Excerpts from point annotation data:
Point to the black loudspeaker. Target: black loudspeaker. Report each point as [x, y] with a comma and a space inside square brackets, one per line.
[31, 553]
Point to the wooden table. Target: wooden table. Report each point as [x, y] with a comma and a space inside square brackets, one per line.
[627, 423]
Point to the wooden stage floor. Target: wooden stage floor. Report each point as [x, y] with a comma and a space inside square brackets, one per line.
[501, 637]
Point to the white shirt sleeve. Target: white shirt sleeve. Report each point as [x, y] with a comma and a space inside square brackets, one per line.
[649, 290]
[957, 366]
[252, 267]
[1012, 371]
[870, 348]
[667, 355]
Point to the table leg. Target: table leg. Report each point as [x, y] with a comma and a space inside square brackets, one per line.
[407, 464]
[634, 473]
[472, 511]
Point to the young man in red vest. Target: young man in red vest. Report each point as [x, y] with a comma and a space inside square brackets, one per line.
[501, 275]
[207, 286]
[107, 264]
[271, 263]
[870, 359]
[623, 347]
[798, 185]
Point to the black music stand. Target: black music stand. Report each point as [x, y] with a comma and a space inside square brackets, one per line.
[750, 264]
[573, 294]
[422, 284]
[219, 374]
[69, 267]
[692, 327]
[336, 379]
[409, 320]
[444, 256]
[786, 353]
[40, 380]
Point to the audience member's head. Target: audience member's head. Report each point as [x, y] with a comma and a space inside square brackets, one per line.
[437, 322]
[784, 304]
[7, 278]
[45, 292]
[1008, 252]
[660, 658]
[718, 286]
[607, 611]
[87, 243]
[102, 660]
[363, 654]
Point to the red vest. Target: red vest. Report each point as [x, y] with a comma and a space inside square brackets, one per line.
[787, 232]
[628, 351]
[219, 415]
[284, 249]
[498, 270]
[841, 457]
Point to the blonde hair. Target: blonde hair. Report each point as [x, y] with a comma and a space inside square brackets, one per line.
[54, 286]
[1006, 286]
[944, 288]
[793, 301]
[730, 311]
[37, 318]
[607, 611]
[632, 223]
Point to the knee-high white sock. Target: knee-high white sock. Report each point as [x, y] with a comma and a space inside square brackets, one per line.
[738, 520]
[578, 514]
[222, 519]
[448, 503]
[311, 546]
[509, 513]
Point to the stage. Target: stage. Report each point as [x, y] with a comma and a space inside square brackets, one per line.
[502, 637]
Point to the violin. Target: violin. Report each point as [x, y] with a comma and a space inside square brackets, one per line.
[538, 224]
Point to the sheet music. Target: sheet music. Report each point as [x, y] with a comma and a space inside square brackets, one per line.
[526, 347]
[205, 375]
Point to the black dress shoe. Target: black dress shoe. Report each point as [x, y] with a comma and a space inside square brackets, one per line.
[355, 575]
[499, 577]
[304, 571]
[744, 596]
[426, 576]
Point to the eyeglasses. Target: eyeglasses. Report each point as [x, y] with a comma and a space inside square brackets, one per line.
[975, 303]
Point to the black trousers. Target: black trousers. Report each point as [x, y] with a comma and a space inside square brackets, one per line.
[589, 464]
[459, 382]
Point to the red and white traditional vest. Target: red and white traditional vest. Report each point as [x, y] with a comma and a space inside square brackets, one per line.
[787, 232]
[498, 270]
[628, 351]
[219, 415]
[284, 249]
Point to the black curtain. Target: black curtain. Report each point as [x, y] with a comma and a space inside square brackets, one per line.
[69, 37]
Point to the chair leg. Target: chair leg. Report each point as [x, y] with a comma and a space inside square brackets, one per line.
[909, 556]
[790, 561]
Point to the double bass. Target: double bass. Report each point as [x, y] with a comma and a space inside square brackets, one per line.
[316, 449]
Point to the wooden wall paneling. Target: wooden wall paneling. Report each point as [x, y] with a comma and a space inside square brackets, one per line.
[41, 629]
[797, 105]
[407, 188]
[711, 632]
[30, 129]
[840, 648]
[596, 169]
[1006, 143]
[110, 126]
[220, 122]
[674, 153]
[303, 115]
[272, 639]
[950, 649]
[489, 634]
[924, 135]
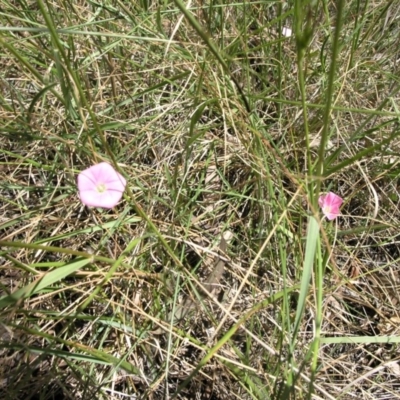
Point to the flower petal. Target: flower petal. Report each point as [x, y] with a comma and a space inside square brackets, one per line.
[101, 174]
[330, 204]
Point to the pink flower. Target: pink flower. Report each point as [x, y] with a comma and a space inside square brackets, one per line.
[330, 204]
[101, 186]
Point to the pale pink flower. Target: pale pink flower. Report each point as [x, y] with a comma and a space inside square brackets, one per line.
[330, 204]
[101, 186]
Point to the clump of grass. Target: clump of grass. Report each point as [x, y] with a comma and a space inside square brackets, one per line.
[215, 277]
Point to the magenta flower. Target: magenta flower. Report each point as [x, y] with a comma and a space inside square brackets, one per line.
[330, 204]
[101, 186]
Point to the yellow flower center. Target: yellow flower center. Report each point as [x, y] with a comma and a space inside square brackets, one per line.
[101, 188]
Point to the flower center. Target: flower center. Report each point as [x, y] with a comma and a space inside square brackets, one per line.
[328, 209]
[101, 188]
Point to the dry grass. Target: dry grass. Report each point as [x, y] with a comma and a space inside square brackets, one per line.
[162, 306]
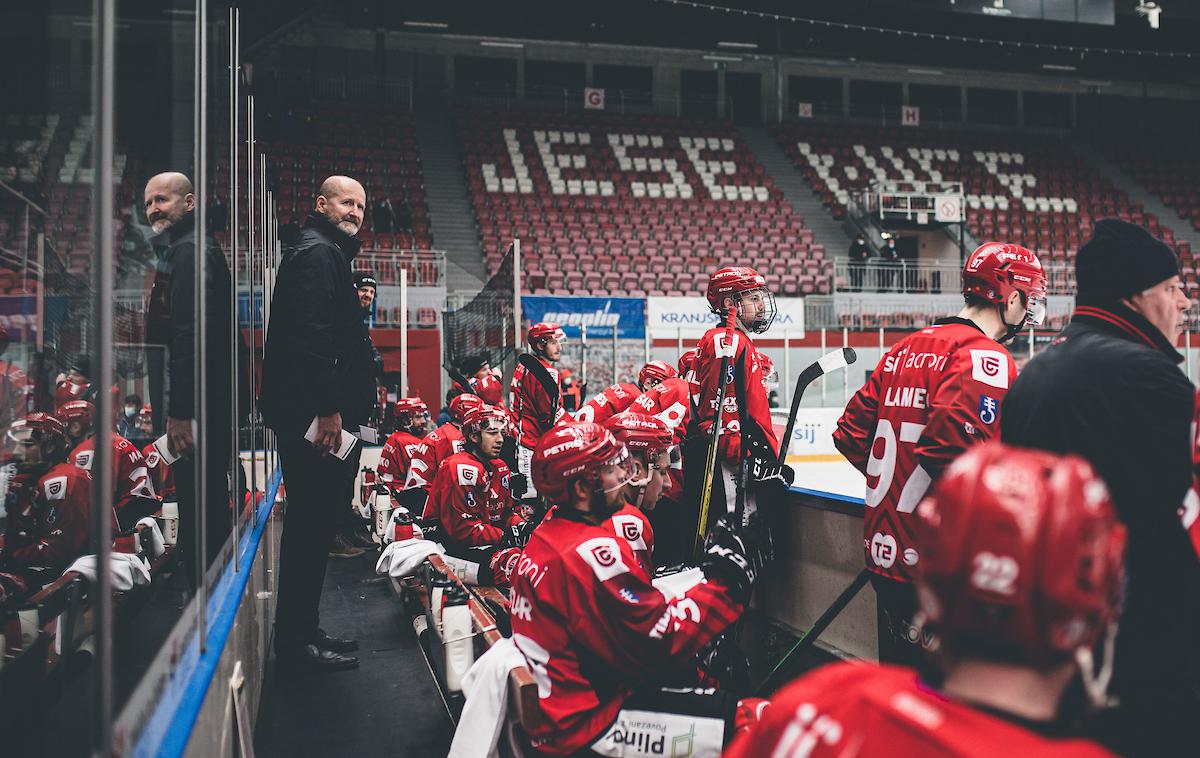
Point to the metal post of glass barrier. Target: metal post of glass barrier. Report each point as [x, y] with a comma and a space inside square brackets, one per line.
[202, 240]
[103, 104]
[234, 326]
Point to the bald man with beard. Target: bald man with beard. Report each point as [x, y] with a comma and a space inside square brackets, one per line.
[317, 366]
[169, 206]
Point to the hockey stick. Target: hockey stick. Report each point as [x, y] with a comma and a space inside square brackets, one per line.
[726, 349]
[810, 637]
[828, 362]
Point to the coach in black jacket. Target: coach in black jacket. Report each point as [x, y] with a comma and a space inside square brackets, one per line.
[315, 366]
[1110, 389]
[171, 323]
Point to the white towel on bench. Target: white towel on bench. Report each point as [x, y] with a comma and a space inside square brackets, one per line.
[486, 689]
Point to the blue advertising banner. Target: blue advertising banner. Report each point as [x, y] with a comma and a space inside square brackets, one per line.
[599, 314]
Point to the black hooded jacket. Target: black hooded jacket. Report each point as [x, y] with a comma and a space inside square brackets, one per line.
[1110, 389]
[317, 355]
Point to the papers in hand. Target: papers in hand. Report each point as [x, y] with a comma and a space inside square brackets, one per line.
[345, 445]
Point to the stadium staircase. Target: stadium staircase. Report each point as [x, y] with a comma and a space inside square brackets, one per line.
[1138, 193]
[451, 218]
[826, 230]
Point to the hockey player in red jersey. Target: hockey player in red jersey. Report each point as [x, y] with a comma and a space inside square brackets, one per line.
[933, 395]
[437, 446]
[471, 503]
[615, 399]
[648, 441]
[594, 631]
[1020, 581]
[412, 417]
[535, 397]
[136, 495]
[48, 501]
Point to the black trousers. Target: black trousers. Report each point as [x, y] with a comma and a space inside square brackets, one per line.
[316, 488]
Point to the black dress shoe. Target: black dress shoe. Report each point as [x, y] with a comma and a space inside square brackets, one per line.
[312, 659]
[336, 644]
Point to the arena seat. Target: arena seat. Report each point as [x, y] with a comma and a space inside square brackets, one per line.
[600, 199]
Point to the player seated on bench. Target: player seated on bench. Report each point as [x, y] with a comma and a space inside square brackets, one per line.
[48, 499]
[437, 446]
[136, 497]
[412, 422]
[1020, 579]
[472, 503]
[597, 635]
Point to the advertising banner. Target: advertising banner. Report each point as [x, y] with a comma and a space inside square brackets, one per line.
[690, 318]
[599, 314]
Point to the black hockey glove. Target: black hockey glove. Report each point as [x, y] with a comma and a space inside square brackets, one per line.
[519, 485]
[730, 555]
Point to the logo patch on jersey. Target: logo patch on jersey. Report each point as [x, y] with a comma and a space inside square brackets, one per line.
[604, 555]
[883, 549]
[988, 409]
[990, 367]
[55, 488]
[468, 475]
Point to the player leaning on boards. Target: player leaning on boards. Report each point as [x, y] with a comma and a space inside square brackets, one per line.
[1109, 387]
[1019, 582]
[537, 398]
[934, 393]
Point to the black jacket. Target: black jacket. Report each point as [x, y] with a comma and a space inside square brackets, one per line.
[171, 322]
[1110, 389]
[317, 356]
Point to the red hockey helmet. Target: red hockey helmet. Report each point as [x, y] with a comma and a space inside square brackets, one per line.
[641, 432]
[461, 404]
[485, 417]
[489, 389]
[995, 269]
[739, 282]
[77, 410]
[570, 451]
[543, 331]
[1021, 555]
[658, 371]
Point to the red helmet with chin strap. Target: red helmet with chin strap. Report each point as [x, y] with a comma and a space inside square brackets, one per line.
[570, 451]
[996, 269]
[461, 405]
[1021, 555]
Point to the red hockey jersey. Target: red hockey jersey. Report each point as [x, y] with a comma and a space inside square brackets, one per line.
[592, 627]
[935, 393]
[609, 403]
[131, 477]
[534, 408]
[462, 497]
[52, 521]
[708, 367]
[670, 401]
[631, 525]
[437, 446]
[861, 709]
[397, 451]
[161, 474]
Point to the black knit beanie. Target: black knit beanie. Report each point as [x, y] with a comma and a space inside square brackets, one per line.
[1120, 260]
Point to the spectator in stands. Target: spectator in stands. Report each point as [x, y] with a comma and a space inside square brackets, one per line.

### Work required
Give back exactly the lines from the line containing "Point to the black jacket." to the end of the entries, and no other lines.

### Expected output
Point to the black jacket. Target: black jacket. Report each point as [x, y] with a comma and a space inside square brackets, one per line.
[171, 322]
[1110, 389]
[317, 356]
Point to the red hockey helmet. Target: red hockey helmet. Report each point as [x, y] with a comma and a space inside square brackets, one per line.
[641, 432]
[461, 404]
[485, 417]
[489, 389]
[995, 269]
[739, 282]
[77, 410]
[570, 451]
[543, 331]
[1021, 555]
[658, 371]
Point to the red helmet with chin strap. Target: red helmet with chin strap. Report each point as [x, y] with a comma and a space inside square brackets, one per line.
[570, 451]
[996, 269]
[461, 405]
[1021, 555]
Point to the red hockey jersey. Target: red hockey jersey. Report each point as [x, y] with a comma and a space inside square brackets, one per line.
[592, 627]
[935, 393]
[609, 403]
[131, 477]
[534, 408]
[462, 497]
[52, 521]
[708, 367]
[670, 401]
[631, 525]
[437, 446]
[861, 709]
[397, 451]
[161, 474]
Point to the black knit beanie. Target: black knit beanie. Report each point as [x, y] with a comma and a space inside square brackets, one per line.
[1120, 260]
Point to the spectator in stands. Target: spectator in stands. Report each point as [x, y] with a comma and a space inside square brackets, one per line.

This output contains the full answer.